* Begin Supplied material *
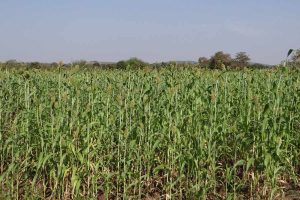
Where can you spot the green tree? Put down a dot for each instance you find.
(296, 57)
(220, 60)
(203, 62)
(241, 60)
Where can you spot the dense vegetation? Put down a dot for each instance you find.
(149, 133)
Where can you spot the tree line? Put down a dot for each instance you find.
(219, 61)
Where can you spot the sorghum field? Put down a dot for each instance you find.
(149, 134)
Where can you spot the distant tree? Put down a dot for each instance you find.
(241, 60)
(121, 64)
(296, 56)
(203, 62)
(34, 65)
(80, 63)
(220, 60)
(133, 63)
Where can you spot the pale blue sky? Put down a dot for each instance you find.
(156, 30)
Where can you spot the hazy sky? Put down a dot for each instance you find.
(153, 30)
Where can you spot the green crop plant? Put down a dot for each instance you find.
(142, 134)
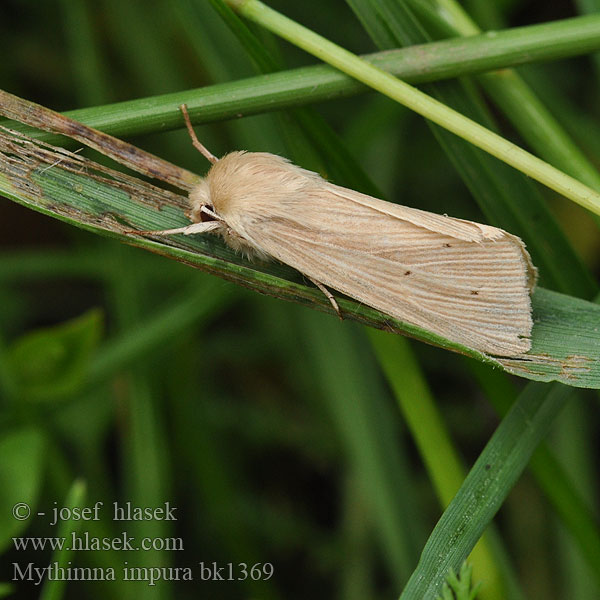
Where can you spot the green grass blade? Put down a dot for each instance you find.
(108, 207)
(307, 85)
(421, 103)
(54, 588)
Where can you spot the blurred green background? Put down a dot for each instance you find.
(270, 427)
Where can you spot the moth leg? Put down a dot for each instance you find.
(195, 141)
(328, 295)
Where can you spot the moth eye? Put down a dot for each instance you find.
(205, 217)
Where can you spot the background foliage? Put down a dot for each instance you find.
(279, 434)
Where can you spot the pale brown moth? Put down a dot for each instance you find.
(464, 281)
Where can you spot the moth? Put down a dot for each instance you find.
(465, 281)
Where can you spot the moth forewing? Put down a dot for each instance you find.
(464, 281)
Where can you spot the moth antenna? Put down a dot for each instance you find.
(329, 296)
(195, 141)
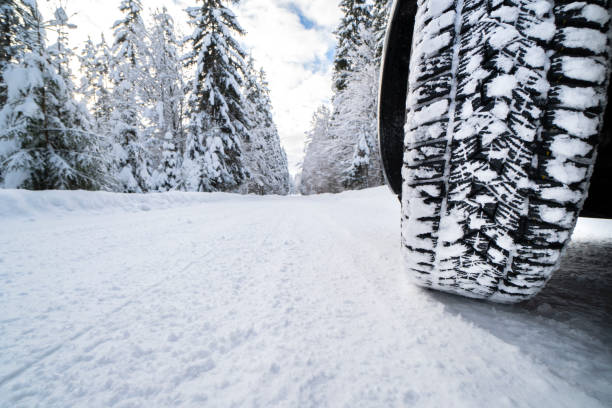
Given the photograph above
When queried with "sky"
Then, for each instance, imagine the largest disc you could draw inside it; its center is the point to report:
(291, 39)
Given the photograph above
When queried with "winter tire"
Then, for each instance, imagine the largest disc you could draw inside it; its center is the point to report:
(503, 111)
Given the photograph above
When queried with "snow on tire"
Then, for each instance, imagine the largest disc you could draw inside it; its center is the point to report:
* End Supplied material *
## The request
Reproduce nothing but the lines that run from the line containing "Where can you spot the distant" through the last line of the records, inclusive. Omit the pictures.

## Exercise answer
Where can you spot the distant tree? Put down a dot for each instance you find.
(241, 60)
(121, 64)
(296, 56)
(203, 62)
(34, 65)
(80, 63)
(220, 60)
(133, 63)
Where can you spot the pale blue sky? Put down a dot for each instance you find.
(156, 30)
Where can you spot the hazy sky? Put down a dot for each instance you find.
(153, 30)
Where can you spot the green crop plant? Put down a dot for each instance you find.
(142, 134)
Where can you spot the green grass blade? Put down a dot for each instance you find.
(108, 207)
(307, 85)
(421, 103)
(54, 588)
Where can you spot the blurred green background? Put down a dot for each instance you find.
(270, 427)
Where can you spot the moth leg? Put down a dot for each instance you find.
(195, 141)
(328, 295)
Where can you spot the moth eye? Put down a dot for each instance you find.
(205, 217)
Where can you spot the background foliage? Put down a dot for each instance you find.
(279, 434)
Where can you spot the pale brown moth? Put down a dot for each instance you find.
(464, 281)
Where can you spot the moth? Put down a dot for each instance you find.
(465, 281)
Where can you spot the moth forewing? Put down a dot for each instance you find.
(464, 281)
Where can you spot the moth antenna? Put down a dot for each instance you find.
(329, 296)
(195, 141)
Given the photograph above
When queried with "sky"
Then, for each instance, imagine the largest disc you could draw inside it; its center is the point to report:
(291, 39)
Given the photograph above
When queried with "winter tire"
Then, for each instance, imagine the largest disc you could draw inside it; its center is the point to report:
(503, 111)
Given the photograph above
When queried with "snow on tire"
Then, for each instance, imagine the largest disc you could draw inside it; its center is the point to report:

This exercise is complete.